Work instructions:
Please rewrite the items from the start through the line containing "32,113 -> 90,199", renaming "lawn" to "grass" and leaving everything else unchanged. Omit the pictures from your answer.

Data extracted from a collection
--- Start ---
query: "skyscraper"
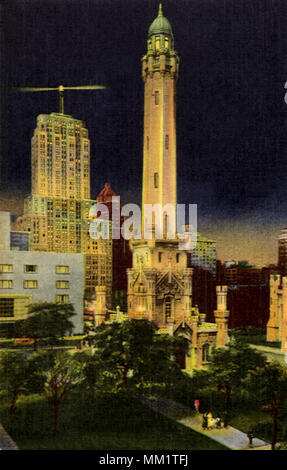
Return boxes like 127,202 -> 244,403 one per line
31,113 -> 90,200
16,113 -> 112,305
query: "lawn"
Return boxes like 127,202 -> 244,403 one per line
0,393 -> 226,450
230,408 -> 272,442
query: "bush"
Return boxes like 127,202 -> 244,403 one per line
253,421 -> 273,441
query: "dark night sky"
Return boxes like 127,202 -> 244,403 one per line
1,0 -> 287,262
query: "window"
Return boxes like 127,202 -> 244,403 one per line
0,298 -> 14,317
0,279 -> 13,289
164,134 -> 169,150
202,343 -> 212,362
24,280 -> 38,289
56,281 -> 69,289
154,90 -> 159,105
0,264 -> 13,273
153,173 -> 158,188
56,295 -> 69,304
165,295 -> 171,320
24,264 -> 38,273
155,36 -> 160,51
56,266 -> 72,274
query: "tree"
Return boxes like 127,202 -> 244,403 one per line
0,351 -> 28,413
94,320 -> 189,389
15,302 -> 75,351
209,340 -> 266,424
44,353 -> 83,433
244,363 -> 287,450
73,351 -> 101,394
0,351 -> 54,413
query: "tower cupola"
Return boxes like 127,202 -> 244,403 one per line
147,3 -> 174,52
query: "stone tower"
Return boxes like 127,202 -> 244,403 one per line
214,286 -> 229,347
142,3 -> 179,230
267,275 -> 287,352
128,4 -> 192,328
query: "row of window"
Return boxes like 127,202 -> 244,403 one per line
0,264 -> 70,274
158,251 -> 180,263
0,294 -> 69,318
0,279 -> 69,289
146,134 -> 169,150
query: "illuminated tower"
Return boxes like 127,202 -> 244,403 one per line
128,4 -> 192,328
142,4 -> 179,230
32,113 -> 90,199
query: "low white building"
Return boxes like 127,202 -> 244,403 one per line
0,211 -> 84,336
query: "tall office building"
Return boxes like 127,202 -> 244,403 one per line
31,113 -> 90,200
16,113 -> 112,305
189,233 -> 216,276
278,228 -> 287,276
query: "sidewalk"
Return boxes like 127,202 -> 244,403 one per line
140,397 -> 271,450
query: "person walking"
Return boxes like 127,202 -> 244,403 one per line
207,411 -> 212,429
194,398 -> 200,413
202,413 -> 207,431
247,426 -> 254,447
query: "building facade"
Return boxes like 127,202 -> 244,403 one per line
124,4 -> 229,371
189,233 -> 216,276
0,213 -> 84,336
15,113 -> 112,304
267,274 -> 287,352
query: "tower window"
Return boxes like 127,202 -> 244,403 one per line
164,134 -> 169,150
153,173 -> 158,188
165,296 -> 171,321
155,36 -> 160,51
202,343 -> 212,362
154,90 -> 159,105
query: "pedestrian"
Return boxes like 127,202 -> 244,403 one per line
206,411 -> 212,429
247,426 -> 254,447
202,413 -> 207,430
194,398 -> 200,413
215,416 -> 221,428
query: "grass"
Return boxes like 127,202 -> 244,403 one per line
0,394 -> 226,450
230,408 -> 272,442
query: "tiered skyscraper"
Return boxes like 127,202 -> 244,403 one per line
17,113 -> 112,304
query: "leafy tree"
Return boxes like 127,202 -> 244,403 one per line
209,340 -> 266,424
94,320 -> 189,389
73,351 -> 101,394
15,302 -> 75,351
244,363 -> 287,450
44,353 -> 83,433
0,351 -> 54,413
0,351 -> 28,413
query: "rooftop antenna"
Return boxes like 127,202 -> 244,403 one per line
13,85 -> 108,114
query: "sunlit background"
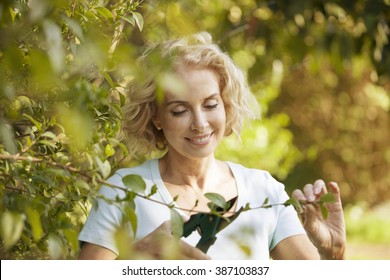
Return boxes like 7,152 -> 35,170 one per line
0,0 -> 390,259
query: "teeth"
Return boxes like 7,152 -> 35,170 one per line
191,135 -> 210,144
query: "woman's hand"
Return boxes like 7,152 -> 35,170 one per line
292,180 -> 346,259
134,221 -> 210,260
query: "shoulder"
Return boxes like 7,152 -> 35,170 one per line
228,162 -> 285,200
227,162 -> 277,183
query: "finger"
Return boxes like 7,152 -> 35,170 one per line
303,184 -> 316,201
303,204 -> 318,234
180,240 -> 210,260
292,189 -> 306,201
313,179 -> 327,197
328,182 -> 342,208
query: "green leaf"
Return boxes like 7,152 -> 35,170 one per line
204,193 -> 227,210
96,7 -> 114,19
104,144 -> 115,157
170,208 -> 184,238
148,185 -> 157,197
133,12 -> 144,31
26,208 -> 43,241
119,16 -> 135,26
124,203 -> 138,235
102,71 -> 115,88
95,157 -> 111,178
122,174 -> 146,193
0,211 -> 24,250
23,113 -> 42,131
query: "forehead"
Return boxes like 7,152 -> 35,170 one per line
165,64 -> 220,100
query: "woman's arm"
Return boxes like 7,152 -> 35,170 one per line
270,234 -> 320,260
293,180 -> 346,260
79,243 -> 117,260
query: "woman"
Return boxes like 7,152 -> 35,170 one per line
79,33 -> 346,259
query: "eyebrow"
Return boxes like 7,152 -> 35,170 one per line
166,93 -> 219,106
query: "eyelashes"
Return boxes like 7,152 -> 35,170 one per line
171,103 -> 219,117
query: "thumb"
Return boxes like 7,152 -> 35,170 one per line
328,182 -> 341,202
303,204 -> 318,234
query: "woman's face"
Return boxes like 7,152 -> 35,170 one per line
155,65 -> 226,159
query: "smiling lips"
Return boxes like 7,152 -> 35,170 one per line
186,133 -> 213,145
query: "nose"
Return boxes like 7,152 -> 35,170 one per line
191,112 -> 209,132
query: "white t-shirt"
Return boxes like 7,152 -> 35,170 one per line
79,159 -> 305,260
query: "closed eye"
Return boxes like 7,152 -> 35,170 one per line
205,103 -> 219,110
171,110 -> 188,117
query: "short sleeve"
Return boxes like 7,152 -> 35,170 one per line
79,178 -> 127,255
269,180 -> 306,251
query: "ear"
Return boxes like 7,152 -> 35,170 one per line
152,117 -> 162,130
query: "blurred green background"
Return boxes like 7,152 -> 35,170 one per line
0,0 -> 390,259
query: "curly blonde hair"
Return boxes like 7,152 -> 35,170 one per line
122,32 -> 258,158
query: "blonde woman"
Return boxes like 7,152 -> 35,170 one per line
79,33 -> 346,259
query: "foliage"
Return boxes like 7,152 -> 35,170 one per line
0,0 -> 390,259
0,1 -> 142,259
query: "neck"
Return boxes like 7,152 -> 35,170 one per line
159,152 -> 218,193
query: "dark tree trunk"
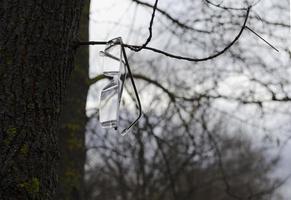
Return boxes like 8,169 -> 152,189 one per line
0,0 -> 81,200
57,0 -> 90,200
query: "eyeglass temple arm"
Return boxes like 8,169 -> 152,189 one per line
120,42 -> 142,136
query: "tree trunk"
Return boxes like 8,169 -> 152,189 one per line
57,0 -> 90,200
0,0 -> 81,200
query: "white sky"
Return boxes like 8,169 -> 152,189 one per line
87,0 -> 291,200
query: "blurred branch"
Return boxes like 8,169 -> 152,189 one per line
78,6 -> 251,62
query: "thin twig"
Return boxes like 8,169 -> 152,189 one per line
128,0 -> 159,52
246,26 -> 279,52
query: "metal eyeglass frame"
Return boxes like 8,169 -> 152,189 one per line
100,37 -> 142,136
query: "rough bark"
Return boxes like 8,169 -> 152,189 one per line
57,0 -> 90,200
0,0 -> 81,200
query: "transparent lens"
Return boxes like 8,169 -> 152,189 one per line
99,79 -> 120,128
103,53 -> 120,76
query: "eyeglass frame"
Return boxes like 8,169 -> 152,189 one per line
100,37 -> 142,136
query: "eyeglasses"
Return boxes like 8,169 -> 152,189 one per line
99,37 -> 142,135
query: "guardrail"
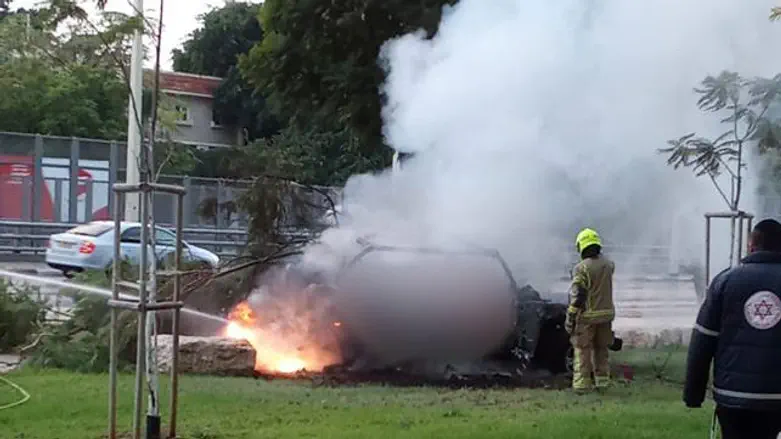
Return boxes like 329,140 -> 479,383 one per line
0,221 -> 249,256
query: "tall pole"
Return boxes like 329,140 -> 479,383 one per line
125,0 -> 145,221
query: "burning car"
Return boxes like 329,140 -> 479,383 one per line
221,243 -> 621,382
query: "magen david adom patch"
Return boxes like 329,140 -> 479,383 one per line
743,291 -> 781,329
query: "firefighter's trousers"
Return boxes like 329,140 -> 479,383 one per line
571,322 -> 613,390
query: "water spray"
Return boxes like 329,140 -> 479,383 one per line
0,269 -> 228,324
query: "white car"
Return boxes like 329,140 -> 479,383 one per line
46,221 -> 220,277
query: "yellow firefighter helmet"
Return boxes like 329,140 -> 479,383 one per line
575,229 -> 602,253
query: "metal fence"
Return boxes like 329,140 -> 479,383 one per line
0,132 -> 256,229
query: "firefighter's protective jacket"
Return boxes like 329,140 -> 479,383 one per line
568,255 -> 616,324
683,251 -> 781,413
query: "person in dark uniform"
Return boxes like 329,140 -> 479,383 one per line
683,219 -> 781,439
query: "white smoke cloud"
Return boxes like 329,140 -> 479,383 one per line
306,0 -> 781,292
244,0 -> 781,372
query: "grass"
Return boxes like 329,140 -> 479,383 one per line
0,351 -> 712,439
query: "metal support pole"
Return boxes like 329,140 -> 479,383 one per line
133,191 -> 149,439
705,215 -> 710,287
108,194 -> 122,439
108,181 -> 186,439
32,134 -> 43,222
125,0 -> 144,221
108,142 -> 122,218
168,194 -> 185,439
68,137 -> 79,223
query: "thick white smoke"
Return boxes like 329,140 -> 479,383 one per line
247,0 -> 781,372
302,0 -> 781,290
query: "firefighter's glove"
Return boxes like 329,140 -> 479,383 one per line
564,312 -> 578,335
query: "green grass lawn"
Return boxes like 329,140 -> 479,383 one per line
0,351 -> 712,439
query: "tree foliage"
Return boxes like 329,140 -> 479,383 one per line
173,2 -> 279,141
0,8 -> 132,139
240,0 -> 455,184
660,71 -> 781,211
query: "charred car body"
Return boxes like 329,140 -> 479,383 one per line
266,239 -> 621,375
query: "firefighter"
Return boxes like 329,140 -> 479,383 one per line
566,229 -> 615,392
683,219 -> 781,439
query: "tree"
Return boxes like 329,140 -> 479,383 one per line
240,0 -> 455,183
659,71 -> 781,260
0,15 -> 127,139
173,2 -> 280,141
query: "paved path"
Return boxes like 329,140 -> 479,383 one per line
555,278 -> 700,333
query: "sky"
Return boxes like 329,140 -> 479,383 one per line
13,0 -> 259,70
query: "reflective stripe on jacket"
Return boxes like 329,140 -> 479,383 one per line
683,252 -> 781,412
570,255 -> 616,323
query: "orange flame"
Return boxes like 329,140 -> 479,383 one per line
223,295 -> 341,374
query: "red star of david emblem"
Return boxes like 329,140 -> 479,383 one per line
754,299 -> 773,320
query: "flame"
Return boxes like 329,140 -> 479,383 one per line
223,294 -> 341,374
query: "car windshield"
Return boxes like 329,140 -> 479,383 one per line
68,223 -> 114,236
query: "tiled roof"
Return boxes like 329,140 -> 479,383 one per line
144,70 -> 222,97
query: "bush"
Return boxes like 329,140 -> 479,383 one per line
28,270 -> 138,372
0,279 -> 46,352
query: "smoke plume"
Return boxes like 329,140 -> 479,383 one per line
247,0 -> 781,368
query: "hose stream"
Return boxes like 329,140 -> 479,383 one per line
0,375 -> 30,410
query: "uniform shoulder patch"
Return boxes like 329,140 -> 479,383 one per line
743,291 -> 781,329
--- End ---
Response to this exercise:
query: "skyscraper"
Return boxes like 127,202 -> 244,403 one per line
31,113 -> 90,200
16,113 -> 112,305
query: "grass"
Return boxes like 127,202 -> 244,403 one per line
0,393 -> 226,450
230,408 -> 272,442
query: "bush"
Return boxes like 127,202 -> 244,403 one per line
253,421 -> 273,441
query: "dark night sky"
Return boxes like 127,202 -> 244,403 one per line
1,0 -> 287,262
query: "window"
Return boxes like 127,202 -> 244,403 one per line
0,298 -> 14,317
0,279 -> 13,289
164,134 -> 169,150
202,343 -> 212,362
24,280 -> 38,289
56,281 -> 69,289
154,90 -> 159,105
0,264 -> 13,273
153,173 -> 158,188
56,295 -> 69,304
165,295 -> 171,320
24,264 -> 38,273
155,36 -> 160,51
56,266 -> 72,274
query: "tree"
Return boxes like 127,202 -> 244,403 one per line
0,351 -> 28,413
94,320 -> 189,389
15,302 -> 75,351
209,340 -> 266,424
44,353 -> 83,433
244,363 -> 287,450
73,351 -> 101,394
0,351 -> 54,413
query: "tower cupola"
Return boxes like 127,202 -> 244,403 one per line
147,3 -> 174,52
query: "stone tower"
Return boxes like 127,202 -> 244,403 one per line
214,286 -> 229,347
142,3 -> 179,230
267,275 -> 287,352
128,4 -> 192,328
query: "row of window"
Return boxes like 127,202 -> 244,403 one per line
0,264 -> 70,274
158,251 -> 180,263
0,294 -> 69,318
0,279 -> 69,289
146,134 -> 169,150
query: "illuminated tower"
Return boxes like 127,202 -> 244,403 one per line
128,4 -> 192,328
142,4 -> 179,230
32,113 -> 90,199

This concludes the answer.